### TASK ITEM
Write out the data exactly, every line included.

### RECORDED DATA

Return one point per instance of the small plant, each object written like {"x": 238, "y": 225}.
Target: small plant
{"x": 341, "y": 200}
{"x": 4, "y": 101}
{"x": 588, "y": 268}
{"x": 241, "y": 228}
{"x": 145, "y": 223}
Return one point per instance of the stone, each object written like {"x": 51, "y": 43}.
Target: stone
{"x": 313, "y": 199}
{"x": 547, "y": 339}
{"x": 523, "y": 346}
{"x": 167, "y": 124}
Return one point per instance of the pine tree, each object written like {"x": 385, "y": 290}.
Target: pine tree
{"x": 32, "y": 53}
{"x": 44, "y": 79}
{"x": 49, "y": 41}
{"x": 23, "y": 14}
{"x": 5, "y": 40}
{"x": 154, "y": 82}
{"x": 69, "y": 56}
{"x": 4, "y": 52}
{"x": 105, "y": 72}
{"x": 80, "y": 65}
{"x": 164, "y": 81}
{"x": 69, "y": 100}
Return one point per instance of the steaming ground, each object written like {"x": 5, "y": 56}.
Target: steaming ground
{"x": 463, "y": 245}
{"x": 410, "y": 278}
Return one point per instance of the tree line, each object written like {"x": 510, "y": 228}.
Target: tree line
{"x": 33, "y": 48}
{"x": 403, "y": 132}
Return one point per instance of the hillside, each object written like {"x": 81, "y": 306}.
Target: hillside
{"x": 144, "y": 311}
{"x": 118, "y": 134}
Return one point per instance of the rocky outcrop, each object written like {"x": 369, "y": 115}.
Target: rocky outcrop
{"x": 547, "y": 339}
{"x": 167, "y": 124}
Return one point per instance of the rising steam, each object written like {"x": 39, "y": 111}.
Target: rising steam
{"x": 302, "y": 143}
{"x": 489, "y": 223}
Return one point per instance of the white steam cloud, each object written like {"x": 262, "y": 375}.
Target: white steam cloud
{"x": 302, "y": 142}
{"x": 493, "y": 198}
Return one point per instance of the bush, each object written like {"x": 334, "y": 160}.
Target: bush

### WRITTEN ANSWER
Return one point per instance of the small plant, each object written like {"x": 238, "y": 225}.
Target: small plant
{"x": 341, "y": 200}
{"x": 4, "y": 101}
{"x": 588, "y": 268}
{"x": 241, "y": 228}
{"x": 145, "y": 223}
Return one point per instance of the stone, each object written like {"x": 51, "y": 43}.
Target: stone
{"x": 313, "y": 199}
{"x": 547, "y": 339}
{"x": 523, "y": 346}
{"x": 167, "y": 124}
Return one point per instance of the pine tree, each object written like {"x": 385, "y": 290}.
Target: pine tree
{"x": 32, "y": 53}
{"x": 44, "y": 79}
{"x": 49, "y": 41}
{"x": 23, "y": 14}
{"x": 5, "y": 40}
{"x": 154, "y": 82}
{"x": 69, "y": 56}
{"x": 4, "y": 52}
{"x": 105, "y": 72}
{"x": 80, "y": 65}
{"x": 164, "y": 81}
{"x": 69, "y": 100}
Return one point per instance of the steaming ground, each object written like {"x": 5, "y": 56}.
Target: steaming ground
{"x": 463, "y": 245}
{"x": 410, "y": 278}
Return one point per instance of the tree line, each object written like {"x": 510, "y": 228}.
Target: tree line
{"x": 33, "y": 48}
{"x": 403, "y": 132}
Return one point per instance of the hillside, each object written like {"x": 81, "y": 306}.
Target: hillside
{"x": 144, "y": 311}
{"x": 118, "y": 134}
Return one point per instance of the rocky outcrop, each object written like {"x": 369, "y": 115}.
Target: rocky outcrop
{"x": 547, "y": 339}
{"x": 167, "y": 124}
Return one point per instance of the rising steam, each object written like {"x": 39, "y": 111}.
Target: rising steam
{"x": 302, "y": 143}
{"x": 489, "y": 223}
Return one point per instance of the white steam cloud, each object written like {"x": 262, "y": 375}.
Target: white steam cloud
{"x": 302, "y": 142}
{"x": 493, "y": 198}
Return one point per instance of the bush, each object written like {"x": 334, "y": 160}.
Target: bush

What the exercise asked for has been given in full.